**WHAT TO PRODUCE:**
In full and without alteration, write out the records.

**SUPPLIED DATA:**

^^^^^^^^

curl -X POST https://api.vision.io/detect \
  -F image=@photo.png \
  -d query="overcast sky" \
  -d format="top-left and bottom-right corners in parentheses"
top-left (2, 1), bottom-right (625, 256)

^^^^^^^^

**SOLUTION FOR THIS EXERCISE:**
curl -X POST https://api.vision.io/detect \
  -F image=@photo.png \
  -d query="overcast sky" \
  -d format="top-left and bottom-right corners in parentheses"
top-left (2, 1), bottom-right (625, 256)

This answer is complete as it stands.